→ What this task involves
How many of the lines below contain the string "duck"? Reply with the number alone.

::::

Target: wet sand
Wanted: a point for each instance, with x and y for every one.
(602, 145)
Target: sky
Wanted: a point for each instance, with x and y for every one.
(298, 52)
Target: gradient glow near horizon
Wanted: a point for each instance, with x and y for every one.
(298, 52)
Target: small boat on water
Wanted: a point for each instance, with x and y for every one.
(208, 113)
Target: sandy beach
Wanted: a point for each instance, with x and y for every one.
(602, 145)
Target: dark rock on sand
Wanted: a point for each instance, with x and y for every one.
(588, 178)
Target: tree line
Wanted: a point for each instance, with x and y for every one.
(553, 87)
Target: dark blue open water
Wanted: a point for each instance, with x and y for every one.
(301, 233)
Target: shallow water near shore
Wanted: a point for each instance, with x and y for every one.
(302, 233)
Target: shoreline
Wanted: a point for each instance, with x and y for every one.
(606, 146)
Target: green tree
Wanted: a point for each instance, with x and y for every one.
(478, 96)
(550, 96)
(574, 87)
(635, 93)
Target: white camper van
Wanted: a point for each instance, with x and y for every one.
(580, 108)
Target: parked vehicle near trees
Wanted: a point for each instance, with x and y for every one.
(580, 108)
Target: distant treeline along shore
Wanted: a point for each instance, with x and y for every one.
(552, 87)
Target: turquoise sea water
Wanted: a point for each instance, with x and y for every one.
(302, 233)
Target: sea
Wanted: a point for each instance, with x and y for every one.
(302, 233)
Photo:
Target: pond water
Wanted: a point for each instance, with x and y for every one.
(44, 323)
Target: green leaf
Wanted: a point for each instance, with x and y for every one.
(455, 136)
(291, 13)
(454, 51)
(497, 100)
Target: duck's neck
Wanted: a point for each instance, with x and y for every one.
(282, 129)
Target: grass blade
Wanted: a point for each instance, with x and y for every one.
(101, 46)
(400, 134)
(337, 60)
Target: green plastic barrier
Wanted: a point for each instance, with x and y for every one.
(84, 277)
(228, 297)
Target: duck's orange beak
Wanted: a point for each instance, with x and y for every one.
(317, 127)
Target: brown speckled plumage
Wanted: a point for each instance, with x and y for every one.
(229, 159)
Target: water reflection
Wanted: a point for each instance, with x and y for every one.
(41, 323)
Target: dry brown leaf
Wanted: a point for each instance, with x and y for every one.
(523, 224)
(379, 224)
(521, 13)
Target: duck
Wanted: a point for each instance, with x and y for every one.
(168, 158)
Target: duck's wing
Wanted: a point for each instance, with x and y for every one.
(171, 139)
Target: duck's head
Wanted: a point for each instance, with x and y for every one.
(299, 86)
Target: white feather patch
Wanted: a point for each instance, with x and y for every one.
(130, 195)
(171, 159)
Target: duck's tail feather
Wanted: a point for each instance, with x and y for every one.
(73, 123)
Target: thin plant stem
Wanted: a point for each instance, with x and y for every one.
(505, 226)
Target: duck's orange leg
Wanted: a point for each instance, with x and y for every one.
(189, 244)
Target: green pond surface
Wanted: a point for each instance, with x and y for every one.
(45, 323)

::::

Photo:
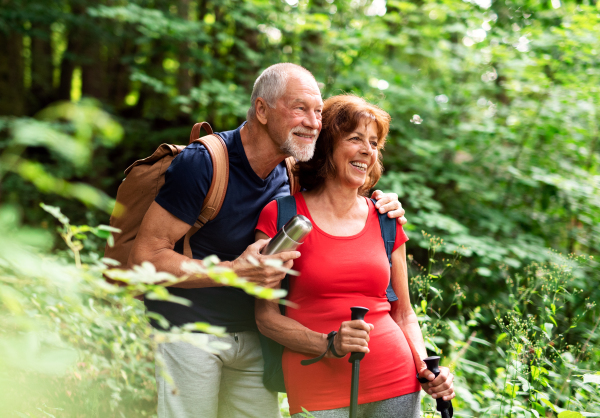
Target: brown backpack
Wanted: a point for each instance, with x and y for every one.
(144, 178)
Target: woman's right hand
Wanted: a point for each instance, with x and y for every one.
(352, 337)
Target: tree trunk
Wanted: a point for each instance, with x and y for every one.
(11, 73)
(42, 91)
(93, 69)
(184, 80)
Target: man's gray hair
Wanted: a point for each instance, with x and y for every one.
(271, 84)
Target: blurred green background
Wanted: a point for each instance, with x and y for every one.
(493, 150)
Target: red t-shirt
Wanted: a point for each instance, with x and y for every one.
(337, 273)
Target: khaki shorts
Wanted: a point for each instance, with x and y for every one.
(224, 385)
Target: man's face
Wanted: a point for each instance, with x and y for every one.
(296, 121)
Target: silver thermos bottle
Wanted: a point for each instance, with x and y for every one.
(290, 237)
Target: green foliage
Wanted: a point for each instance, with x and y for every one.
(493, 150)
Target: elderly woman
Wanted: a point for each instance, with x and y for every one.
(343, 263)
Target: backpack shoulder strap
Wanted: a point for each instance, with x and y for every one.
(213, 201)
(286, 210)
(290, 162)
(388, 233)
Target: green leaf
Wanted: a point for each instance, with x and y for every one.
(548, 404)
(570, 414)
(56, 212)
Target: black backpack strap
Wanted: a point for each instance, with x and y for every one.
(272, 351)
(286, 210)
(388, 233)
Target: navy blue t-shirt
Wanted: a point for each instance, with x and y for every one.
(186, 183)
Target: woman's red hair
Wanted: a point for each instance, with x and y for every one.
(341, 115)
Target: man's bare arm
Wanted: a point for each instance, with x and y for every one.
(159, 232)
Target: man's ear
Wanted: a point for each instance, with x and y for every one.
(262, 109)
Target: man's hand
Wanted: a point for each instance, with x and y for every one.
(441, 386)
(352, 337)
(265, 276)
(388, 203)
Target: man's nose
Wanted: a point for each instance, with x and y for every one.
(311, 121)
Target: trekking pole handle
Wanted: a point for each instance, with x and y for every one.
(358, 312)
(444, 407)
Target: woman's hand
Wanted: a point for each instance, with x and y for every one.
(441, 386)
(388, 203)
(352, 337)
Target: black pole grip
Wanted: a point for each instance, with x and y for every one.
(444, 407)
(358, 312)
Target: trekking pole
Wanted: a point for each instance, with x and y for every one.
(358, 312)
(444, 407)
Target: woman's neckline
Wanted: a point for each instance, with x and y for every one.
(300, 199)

::::

→ Written response
7